- _WHAT YOU NEED TO DO_:
1: According to the post about angel investing, what share of all VC capital last year went to 10 deals?
2: In the stretch of records from the start through the line containing "point(458, 176)", change "palm tree" to "coconut tree" and leave everything else unchanged. Give back only those lines.

- _PASSAGE TO READ_:
((

I showed him our data. We literally mint first-time angels with an insane level of precision.

He looked at all of it and said AngelList and Sydecar have had the same number of angels for years. Proof that our market is too niche.

$9 trillion of new individual capital wants to enter alternative investments over the next five years. And this guy, whose literal job is getting people to invest, told me nobody new wants in?

That sounds like patting Robinhood on the head in 2015 and saying Charles Schwab has the market locked up.

You sweet summer child. 🌻

This happens every cycle. The people closest to the game can’t see outside it.

And right now we are in peak funding froth. Over 40% of all VC capital last year went to 10 deals. Folks are flocking to a handful of AI companies and calling everything else a black hole.

Yes, today’s main character on VC Twitter actually said the words "black hole".

You know what’s in that black hole? 🕳️

  • CPG: Brands reach $100M revenue w/a quarter of the capital of SaaS. The M&A playbook is well known and always open for business.
  • Women’s Health: The sector has the fastest median seed-to-exit of any sector. And no one can convince me that half the market is niche.

))

- _RECORDS FOR PROCESSING_:

((

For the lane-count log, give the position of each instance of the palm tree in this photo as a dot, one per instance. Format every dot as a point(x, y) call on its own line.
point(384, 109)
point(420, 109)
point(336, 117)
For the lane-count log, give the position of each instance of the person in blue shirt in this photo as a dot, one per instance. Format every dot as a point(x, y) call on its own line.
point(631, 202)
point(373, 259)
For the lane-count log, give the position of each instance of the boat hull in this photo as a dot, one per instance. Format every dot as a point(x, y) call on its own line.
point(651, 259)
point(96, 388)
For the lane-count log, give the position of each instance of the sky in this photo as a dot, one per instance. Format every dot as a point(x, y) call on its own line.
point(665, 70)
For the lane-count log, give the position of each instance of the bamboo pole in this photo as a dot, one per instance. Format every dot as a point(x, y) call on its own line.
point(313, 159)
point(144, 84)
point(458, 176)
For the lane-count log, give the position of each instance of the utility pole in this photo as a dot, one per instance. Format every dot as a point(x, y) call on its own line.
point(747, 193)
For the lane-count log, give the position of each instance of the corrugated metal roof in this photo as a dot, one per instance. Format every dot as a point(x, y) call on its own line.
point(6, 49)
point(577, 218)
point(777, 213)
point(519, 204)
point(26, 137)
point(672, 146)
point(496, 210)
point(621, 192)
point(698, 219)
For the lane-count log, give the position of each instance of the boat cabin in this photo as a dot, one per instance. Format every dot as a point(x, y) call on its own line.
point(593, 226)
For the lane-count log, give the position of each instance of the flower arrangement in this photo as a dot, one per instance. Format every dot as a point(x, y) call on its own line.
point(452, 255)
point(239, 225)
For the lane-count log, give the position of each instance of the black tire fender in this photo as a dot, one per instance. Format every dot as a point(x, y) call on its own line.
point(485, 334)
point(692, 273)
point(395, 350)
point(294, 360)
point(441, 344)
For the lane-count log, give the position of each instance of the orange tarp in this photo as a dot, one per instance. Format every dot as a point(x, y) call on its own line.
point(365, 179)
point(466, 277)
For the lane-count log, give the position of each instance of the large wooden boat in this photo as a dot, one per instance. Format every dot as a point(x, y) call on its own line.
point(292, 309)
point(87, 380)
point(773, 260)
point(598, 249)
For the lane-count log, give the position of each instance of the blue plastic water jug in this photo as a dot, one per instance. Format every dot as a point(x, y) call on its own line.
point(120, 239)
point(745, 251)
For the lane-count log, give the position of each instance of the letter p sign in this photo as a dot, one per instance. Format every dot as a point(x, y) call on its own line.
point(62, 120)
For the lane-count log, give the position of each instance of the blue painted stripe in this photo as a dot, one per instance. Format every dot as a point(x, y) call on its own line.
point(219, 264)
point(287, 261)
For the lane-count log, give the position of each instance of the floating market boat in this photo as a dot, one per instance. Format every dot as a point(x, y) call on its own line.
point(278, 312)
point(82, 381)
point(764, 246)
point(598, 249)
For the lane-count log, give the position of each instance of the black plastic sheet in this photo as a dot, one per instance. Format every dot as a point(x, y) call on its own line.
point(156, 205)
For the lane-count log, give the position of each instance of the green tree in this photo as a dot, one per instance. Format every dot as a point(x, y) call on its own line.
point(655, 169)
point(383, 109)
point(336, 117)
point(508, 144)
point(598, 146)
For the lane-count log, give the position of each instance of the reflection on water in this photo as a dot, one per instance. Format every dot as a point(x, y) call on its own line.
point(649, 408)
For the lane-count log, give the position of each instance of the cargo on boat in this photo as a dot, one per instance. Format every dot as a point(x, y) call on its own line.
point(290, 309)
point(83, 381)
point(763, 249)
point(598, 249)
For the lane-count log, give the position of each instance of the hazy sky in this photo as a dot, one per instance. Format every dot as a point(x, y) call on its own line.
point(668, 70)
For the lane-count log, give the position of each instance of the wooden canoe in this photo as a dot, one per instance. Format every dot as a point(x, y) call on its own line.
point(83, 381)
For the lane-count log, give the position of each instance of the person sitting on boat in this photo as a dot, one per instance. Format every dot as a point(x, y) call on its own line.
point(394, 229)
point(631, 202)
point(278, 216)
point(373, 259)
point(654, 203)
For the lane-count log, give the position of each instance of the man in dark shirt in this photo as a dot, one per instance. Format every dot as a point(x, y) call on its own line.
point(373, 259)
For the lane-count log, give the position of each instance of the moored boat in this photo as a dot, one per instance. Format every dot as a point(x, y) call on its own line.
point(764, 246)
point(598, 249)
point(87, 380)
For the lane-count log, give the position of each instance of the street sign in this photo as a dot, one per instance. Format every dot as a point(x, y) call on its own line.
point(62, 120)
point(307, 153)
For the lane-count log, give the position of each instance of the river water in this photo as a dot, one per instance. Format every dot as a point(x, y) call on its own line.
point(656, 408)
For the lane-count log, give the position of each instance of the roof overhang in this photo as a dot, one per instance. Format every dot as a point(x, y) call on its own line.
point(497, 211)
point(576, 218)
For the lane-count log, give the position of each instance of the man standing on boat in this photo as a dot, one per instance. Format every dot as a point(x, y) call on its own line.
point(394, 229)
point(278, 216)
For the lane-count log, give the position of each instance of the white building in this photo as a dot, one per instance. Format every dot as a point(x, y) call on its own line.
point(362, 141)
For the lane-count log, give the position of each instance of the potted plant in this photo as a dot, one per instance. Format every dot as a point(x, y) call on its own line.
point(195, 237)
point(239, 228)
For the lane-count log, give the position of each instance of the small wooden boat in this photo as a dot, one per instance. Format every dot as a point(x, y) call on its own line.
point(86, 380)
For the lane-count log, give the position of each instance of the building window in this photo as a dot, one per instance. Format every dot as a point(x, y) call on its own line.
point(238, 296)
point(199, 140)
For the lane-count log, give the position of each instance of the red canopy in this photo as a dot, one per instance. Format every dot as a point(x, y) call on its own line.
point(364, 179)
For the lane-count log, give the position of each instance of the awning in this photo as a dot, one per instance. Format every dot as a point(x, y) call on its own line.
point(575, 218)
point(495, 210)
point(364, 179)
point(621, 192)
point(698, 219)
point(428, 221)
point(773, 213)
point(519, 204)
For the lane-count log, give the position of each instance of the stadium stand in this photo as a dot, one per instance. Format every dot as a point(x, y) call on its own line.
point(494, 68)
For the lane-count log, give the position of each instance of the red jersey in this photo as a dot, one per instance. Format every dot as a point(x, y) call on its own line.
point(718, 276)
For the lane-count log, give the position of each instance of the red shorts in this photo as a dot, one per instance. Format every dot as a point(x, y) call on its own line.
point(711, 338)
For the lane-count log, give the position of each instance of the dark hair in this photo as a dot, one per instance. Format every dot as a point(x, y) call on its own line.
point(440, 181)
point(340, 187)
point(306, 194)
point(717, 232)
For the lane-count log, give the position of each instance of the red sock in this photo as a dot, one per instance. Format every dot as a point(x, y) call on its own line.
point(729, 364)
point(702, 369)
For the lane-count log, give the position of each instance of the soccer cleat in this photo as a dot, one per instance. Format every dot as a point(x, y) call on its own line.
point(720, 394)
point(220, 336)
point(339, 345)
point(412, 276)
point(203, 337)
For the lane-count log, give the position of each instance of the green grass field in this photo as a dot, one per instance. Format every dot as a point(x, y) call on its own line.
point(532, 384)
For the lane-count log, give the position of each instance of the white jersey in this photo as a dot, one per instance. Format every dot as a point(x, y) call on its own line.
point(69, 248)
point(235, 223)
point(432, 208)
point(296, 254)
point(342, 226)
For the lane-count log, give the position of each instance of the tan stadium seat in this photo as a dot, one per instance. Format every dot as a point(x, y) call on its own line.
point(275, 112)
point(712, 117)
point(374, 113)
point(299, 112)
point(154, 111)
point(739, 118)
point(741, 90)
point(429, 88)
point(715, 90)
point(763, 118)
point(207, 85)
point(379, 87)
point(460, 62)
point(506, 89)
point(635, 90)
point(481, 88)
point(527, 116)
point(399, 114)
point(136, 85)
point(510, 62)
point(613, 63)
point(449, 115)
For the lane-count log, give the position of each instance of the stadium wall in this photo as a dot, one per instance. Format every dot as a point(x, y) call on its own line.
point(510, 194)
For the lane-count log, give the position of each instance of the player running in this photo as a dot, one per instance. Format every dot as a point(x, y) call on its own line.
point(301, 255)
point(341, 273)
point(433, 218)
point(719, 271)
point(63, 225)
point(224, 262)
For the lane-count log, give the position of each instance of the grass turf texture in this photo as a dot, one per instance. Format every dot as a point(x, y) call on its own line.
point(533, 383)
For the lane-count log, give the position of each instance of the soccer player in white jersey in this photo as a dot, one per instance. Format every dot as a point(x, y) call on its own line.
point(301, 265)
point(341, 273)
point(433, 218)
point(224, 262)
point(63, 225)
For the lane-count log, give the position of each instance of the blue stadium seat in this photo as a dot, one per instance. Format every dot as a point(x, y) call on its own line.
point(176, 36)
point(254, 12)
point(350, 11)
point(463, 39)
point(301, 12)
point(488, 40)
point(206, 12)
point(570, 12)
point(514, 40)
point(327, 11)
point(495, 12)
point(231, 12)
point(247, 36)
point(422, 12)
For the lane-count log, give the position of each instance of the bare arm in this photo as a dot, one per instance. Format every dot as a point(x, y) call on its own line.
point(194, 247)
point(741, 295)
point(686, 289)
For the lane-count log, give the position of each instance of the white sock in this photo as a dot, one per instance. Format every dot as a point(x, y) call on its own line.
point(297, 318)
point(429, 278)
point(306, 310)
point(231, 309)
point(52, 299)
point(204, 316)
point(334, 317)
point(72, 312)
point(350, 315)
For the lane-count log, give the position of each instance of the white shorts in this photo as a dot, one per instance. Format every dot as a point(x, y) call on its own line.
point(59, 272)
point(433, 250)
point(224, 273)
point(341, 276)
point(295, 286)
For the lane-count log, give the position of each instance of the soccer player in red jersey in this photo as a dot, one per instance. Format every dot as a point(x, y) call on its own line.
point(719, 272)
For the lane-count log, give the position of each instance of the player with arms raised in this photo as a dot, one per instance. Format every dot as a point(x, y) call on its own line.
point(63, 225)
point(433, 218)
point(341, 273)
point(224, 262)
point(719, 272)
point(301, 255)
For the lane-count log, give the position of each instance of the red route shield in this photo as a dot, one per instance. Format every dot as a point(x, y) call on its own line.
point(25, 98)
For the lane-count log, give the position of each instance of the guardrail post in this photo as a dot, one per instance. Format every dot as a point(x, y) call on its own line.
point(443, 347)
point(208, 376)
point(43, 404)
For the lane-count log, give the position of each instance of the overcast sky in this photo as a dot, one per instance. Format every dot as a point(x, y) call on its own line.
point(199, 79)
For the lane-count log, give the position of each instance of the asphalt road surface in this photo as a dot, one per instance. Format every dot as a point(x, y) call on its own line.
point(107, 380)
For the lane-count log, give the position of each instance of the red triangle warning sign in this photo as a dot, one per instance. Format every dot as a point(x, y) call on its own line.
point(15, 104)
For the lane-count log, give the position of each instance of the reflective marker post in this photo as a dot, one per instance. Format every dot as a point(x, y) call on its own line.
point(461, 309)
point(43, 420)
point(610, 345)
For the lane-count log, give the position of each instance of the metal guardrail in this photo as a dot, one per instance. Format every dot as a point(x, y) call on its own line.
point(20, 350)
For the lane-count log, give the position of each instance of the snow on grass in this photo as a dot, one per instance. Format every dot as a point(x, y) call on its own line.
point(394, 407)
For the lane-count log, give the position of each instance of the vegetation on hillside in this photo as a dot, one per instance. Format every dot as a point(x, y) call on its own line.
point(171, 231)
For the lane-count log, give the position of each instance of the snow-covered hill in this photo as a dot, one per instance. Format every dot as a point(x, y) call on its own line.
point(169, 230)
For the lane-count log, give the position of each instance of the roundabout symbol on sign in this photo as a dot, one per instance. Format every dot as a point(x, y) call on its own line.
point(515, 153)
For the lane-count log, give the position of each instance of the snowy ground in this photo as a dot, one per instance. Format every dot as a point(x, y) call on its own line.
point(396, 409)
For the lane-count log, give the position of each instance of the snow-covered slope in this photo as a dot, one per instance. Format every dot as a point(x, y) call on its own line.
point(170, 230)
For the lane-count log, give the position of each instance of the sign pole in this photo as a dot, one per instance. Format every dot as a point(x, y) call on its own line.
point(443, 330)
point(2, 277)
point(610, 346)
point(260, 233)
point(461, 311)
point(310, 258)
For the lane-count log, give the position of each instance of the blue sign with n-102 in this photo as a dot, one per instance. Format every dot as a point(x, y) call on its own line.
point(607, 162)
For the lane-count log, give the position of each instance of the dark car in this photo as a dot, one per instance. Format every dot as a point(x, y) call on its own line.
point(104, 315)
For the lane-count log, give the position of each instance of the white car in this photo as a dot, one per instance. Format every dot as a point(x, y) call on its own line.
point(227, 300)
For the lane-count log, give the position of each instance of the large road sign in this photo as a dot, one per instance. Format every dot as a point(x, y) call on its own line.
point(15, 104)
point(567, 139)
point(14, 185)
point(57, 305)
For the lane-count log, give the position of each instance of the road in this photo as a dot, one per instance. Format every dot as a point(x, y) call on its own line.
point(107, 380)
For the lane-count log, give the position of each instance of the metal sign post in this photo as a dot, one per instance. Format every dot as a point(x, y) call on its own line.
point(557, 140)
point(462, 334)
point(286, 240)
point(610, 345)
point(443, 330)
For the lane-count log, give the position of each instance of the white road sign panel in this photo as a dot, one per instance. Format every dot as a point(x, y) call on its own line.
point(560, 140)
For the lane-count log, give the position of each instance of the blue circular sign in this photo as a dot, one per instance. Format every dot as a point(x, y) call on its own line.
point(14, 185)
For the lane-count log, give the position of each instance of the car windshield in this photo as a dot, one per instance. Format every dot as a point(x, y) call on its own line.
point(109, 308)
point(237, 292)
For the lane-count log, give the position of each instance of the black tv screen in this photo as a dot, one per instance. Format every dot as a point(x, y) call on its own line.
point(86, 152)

))

- _THE REPLIES_:
1: Over 40%

2:
For the lane-count log, give the position of each instance of the coconut tree in this photo as a dot, one per instance. Format every dot as a point(x, y) call on its own line.
point(384, 109)
point(420, 109)
point(336, 117)
For the lane-count log, give the position of each instance of the person in blue shirt in this photo as a dot, one per instance. Format every dot as a point(x, y) call on its own line.
point(631, 202)
point(373, 259)
For the lane-count log, give the position of each instance of the boat hull in this photo as a dot, one per instance. Format every dot as a point(x, y) call on its own line.
point(651, 259)
point(96, 388)
For the lane-count log, give the position of each instance of the sky in this photo as a dot, one per instance. Format every dot as a point(x, y) call on its own line.
point(665, 70)
For the lane-count log, give the position of each instance of the bamboo pole in this photo as a dot, one per instance. Format every dot as a point(x, y) call on its own line.
point(313, 159)
point(144, 84)
point(458, 176)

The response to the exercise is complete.